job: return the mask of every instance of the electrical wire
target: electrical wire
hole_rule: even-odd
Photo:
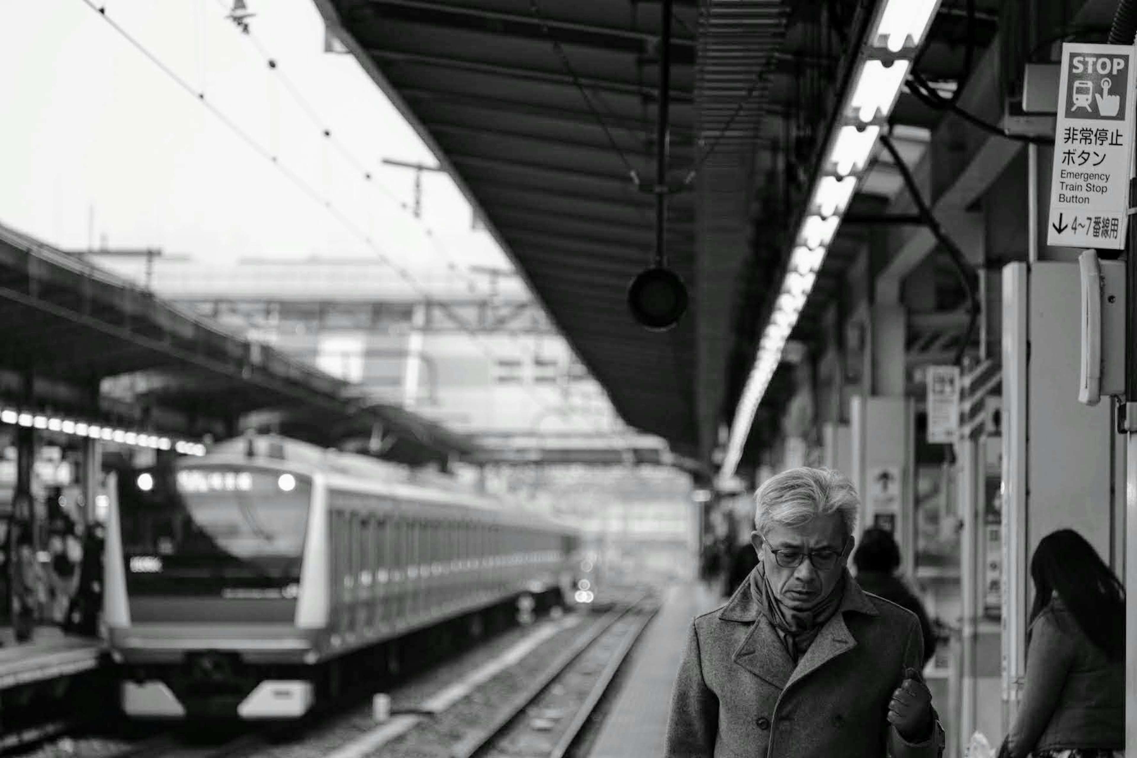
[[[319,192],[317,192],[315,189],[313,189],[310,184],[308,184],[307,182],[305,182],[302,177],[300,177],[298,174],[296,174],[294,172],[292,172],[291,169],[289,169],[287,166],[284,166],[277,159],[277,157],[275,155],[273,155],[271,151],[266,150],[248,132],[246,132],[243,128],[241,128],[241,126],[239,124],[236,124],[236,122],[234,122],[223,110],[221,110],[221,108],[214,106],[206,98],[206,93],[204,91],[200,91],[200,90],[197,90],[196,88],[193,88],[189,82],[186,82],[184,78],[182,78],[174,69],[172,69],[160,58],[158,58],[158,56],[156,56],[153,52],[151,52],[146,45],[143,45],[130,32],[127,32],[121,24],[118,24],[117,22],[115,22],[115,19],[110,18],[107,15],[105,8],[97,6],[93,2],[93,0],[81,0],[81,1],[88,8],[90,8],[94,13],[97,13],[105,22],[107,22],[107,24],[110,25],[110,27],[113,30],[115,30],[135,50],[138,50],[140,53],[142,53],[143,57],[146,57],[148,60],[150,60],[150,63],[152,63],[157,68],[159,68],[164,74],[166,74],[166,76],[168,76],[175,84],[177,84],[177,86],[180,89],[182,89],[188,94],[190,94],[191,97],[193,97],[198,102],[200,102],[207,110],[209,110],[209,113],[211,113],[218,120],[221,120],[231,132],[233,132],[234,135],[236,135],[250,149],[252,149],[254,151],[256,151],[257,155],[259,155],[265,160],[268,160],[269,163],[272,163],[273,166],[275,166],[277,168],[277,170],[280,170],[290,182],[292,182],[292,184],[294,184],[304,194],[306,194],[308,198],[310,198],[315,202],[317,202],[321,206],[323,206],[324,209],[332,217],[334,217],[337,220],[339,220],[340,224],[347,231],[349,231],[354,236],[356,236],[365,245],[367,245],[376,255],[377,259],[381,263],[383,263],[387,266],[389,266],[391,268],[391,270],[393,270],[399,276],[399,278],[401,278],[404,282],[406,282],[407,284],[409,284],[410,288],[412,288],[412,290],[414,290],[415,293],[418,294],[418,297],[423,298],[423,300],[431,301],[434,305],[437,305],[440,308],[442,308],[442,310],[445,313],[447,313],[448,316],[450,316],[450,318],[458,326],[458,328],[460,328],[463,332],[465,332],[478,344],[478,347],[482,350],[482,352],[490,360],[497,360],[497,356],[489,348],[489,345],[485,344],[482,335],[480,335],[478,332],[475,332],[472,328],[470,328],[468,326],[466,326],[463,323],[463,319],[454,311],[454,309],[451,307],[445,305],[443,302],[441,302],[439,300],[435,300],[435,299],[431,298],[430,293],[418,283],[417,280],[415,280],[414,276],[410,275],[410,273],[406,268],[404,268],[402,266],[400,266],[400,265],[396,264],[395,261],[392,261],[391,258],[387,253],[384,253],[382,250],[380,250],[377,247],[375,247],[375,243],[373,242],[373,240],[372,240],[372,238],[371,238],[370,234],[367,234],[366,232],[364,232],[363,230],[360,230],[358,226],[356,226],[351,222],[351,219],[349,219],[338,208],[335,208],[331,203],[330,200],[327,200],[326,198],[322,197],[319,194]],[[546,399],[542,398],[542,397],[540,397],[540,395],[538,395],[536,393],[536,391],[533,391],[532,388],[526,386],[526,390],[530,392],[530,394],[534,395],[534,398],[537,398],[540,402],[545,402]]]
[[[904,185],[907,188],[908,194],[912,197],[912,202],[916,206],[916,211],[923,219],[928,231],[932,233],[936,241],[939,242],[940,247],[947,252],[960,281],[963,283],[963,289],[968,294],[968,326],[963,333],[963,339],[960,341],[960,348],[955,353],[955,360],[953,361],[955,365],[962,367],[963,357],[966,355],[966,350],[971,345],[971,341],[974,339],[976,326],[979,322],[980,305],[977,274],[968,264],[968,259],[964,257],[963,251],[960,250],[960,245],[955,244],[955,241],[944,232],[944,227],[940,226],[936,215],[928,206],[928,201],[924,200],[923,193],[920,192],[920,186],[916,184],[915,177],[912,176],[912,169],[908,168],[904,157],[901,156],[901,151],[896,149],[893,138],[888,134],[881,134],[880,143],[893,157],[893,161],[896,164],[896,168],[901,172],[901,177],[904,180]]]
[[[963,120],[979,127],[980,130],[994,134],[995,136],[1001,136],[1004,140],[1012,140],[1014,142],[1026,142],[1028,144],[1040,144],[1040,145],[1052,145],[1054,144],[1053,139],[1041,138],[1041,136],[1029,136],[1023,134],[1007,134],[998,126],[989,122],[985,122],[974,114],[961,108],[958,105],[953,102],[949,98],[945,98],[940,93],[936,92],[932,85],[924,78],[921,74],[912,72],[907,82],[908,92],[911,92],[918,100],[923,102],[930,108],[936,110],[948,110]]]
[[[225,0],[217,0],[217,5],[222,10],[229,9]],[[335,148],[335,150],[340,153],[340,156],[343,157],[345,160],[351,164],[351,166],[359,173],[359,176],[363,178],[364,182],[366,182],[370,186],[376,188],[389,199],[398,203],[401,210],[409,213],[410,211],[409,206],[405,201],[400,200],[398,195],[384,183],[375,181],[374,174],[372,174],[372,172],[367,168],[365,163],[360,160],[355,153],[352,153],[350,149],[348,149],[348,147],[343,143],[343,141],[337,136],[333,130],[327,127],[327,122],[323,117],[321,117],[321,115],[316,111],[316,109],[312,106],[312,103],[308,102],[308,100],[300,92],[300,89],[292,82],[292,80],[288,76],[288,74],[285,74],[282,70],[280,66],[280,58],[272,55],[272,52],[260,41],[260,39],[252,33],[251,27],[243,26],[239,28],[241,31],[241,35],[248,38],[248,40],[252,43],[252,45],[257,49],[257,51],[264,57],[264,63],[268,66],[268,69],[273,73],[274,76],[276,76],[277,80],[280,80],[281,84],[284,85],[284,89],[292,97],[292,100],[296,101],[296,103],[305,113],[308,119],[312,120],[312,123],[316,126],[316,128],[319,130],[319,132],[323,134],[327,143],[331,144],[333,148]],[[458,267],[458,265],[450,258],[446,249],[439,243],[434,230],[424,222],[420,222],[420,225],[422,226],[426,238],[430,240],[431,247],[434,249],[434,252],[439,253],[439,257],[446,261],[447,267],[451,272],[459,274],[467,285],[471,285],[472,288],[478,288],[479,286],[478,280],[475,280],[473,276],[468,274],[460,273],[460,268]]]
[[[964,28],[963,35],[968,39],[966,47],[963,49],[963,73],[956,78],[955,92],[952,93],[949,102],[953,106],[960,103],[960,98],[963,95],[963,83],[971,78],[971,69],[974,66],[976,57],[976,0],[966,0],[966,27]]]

→ **EXERCISE**
Each line above is to be copied verbatim. Drop any image from the copy.

→ **SOLUTION BELOW**
job: return the mask of every instance of the electrical wire
target: electrical wire
hole_rule: even-odd
Photo:
[[[319,192],[317,192],[315,189],[313,189],[310,184],[308,184],[307,182],[305,182],[302,177],[300,177],[298,174],[296,174],[294,172],[292,172],[291,169],[289,169],[287,166],[284,166],[277,159],[277,157],[275,155],[273,155],[271,151],[266,150],[248,132],[246,132],[243,128],[241,128],[241,126],[239,124],[236,124],[236,122],[234,122],[223,110],[221,110],[221,108],[214,106],[206,98],[206,93],[204,91],[200,91],[200,90],[197,90],[196,88],[193,88],[189,82],[186,82],[184,78],[182,78],[174,69],[172,69],[160,58],[158,58],[158,56],[156,56],[153,52],[151,52],[146,45],[143,45],[130,32],[127,32],[121,24],[118,24],[117,22],[115,22],[115,19],[110,18],[107,15],[105,8],[97,6],[93,2],[93,0],[81,0],[81,1],[88,8],[90,8],[94,13],[97,13],[105,22],[107,22],[107,24],[110,25],[110,27],[113,30],[115,30],[135,50],[138,50],[140,53],[142,53],[143,57],[146,57],[148,60],[150,60],[150,63],[152,63],[157,68],[159,68],[164,74],[166,74],[166,76],[168,76],[175,84],[177,84],[177,86],[180,89],[182,89],[188,94],[190,94],[191,97],[193,97],[198,102],[200,102],[207,110],[209,110],[209,113],[211,113],[218,120],[221,120],[231,132],[233,132],[234,135],[236,135],[250,149],[252,149],[254,151],[256,151],[257,155],[259,155],[265,160],[268,160],[269,163],[272,163],[273,166],[275,166],[277,168],[277,170],[280,170],[290,182],[292,182],[292,184],[294,184],[304,194],[306,194],[308,198],[310,198],[315,202],[317,202],[321,206],[323,206],[324,209],[332,217],[334,217],[337,220],[339,220],[340,224],[347,231],[349,231],[354,236],[356,236],[365,245],[367,245],[376,255],[377,259],[381,263],[383,263],[387,266],[389,266],[391,268],[391,270],[393,270],[399,276],[399,278],[401,278],[404,282],[406,282],[407,284],[409,284],[410,288],[412,288],[412,290],[414,290],[415,293],[418,294],[418,297],[423,298],[423,300],[431,301],[434,305],[437,305],[440,308],[442,308],[442,310],[445,313],[447,313],[448,316],[450,316],[450,318],[458,326],[458,328],[460,328],[463,332],[465,332],[478,344],[478,347],[482,350],[482,352],[490,360],[497,360],[497,356],[489,348],[489,345],[485,344],[482,335],[480,335],[478,332],[475,332],[472,328],[470,328],[468,326],[466,326],[463,323],[463,319],[454,311],[454,309],[451,307],[445,305],[443,302],[441,302],[439,300],[435,300],[435,299],[431,298],[430,293],[418,283],[417,280],[415,280],[414,276],[410,275],[410,273],[406,268],[404,268],[402,266],[400,266],[400,265],[396,264],[395,261],[392,261],[391,258],[387,253],[384,253],[382,250],[380,250],[377,247],[375,247],[375,243],[373,242],[373,240],[372,240],[372,238],[371,238],[370,234],[367,234],[366,232],[364,232],[363,230],[360,230],[358,226],[356,226],[351,222],[351,219],[349,219],[338,208],[335,208],[331,203],[330,200],[327,200],[326,198],[322,197],[319,194]],[[546,399],[542,398],[542,397],[540,397],[540,395],[538,395],[536,393],[536,391],[533,391],[532,388],[526,386],[526,390],[530,392],[530,394],[534,395],[534,398],[537,398],[540,402],[545,402]]]
[[[904,185],[907,188],[908,194],[912,197],[912,202],[916,206],[916,211],[923,219],[928,231],[932,233],[936,241],[939,242],[940,247],[947,252],[960,281],[963,283],[963,289],[968,294],[968,326],[963,333],[963,339],[960,341],[960,348],[955,353],[955,360],[953,361],[955,365],[962,367],[963,357],[966,355],[966,350],[971,345],[971,341],[974,339],[976,326],[979,322],[980,305],[977,274],[968,264],[968,259],[964,257],[963,251],[960,250],[960,245],[955,244],[955,241],[944,232],[944,227],[940,226],[936,215],[928,206],[928,201],[924,200],[923,193],[920,192],[920,186],[916,184],[915,177],[912,176],[912,169],[908,168],[904,157],[901,156],[901,151],[896,149],[893,138],[888,134],[881,134],[880,143],[893,157],[893,161],[896,164],[896,168],[901,172],[901,177],[904,180]]]
[[[963,120],[979,127],[980,130],[994,134],[995,136],[1001,136],[1004,140],[1012,140],[1014,142],[1026,142],[1028,144],[1040,144],[1040,145],[1052,145],[1054,144],[1053,139],[1041,138],[1041,136],[1029,136],[1023,134],[1007,134],[998,126],[989,122],[985,122],[974,114],[961,108],[958,105],[953,102],[949,98],[945,98],[940,93],[936,92],[932,85],[924,78],[921,74],[912,72],[907,82],[908,92],[911,92],[918,100],[923,102],[930,108],[936,110],[948,110]]]
[[[225,0],[217,0],[217,5],[222,10],[229,9]],[[335,148],[335,150],[340,153],[340,156],[343,157],[345,160],[351,164],[351,166],[359,173],[359,176],[363,178],[364,182],[366,182],[370,186],[376,188],[389,199],[398,203],[401,210],[409,213],[410,211],[409,206],[405,201],[400,200],[398,195],[384,183],[375,181],[374,174],[372,174],[372,172],[367,168],[365,163],[360,160],[355,153],[352,153],[350,149],[348,149],[348,147],[343,143],[343,141],[337,136],[333,130],[327,127],[327,122],[323,117],[321,117],[321,115],[316,111],[316,109],[312,106],[312,103],[308,102],[308,100],[300,92],[300,89],[292,82],[292,80],[288,76],[288,74],[285,74],[282,70],[280,66],[280,58],[272,55],[272,52],[260,41],[260,39],[252,33],[251,27],[243,26],[239,28],[241,31],[241,35],[248,38],[248,40],[252,43],[252,45],[257,49],[257,51],[264,57],[264,63],[268,66],[268,69],[273,73],[274,76],[276,76],[277,80],[280,80],[281,84],[284,85],[284,89],[292,97],[292,100],[296,101],[296,103],[305,113],[308,119],[312,120],[312,123],[316,126],[316,128],[319,130],[319,132],[323,134],[327,143],[331,144],[333,148]],[[458,267],[458,265],[450,258],[446,249],[439,243],[434,230],[424,222],[420,222],[420,225],[422,226],[426,238],[430,240],[431,247],[434,249],[434,252],[439,253],[439,257],[446,261],[447,267],[451,272],[459,274],[467,285],[471,285],[472,288],[478,288],[479,286],[478,280],[475,280],[473,276],[468,274],[460,273],[460,268]]]
[[[964,28],[963,35],[968,39],[966,47],[963,49],[963,73],[956,78],[955,92],[952,93],[949,102],[953,106],[960,103],[960,98],[963,95],[963,83],[971,78],[971,69],[974,66],[976,57],[976,0],[966,0],[966,27]]]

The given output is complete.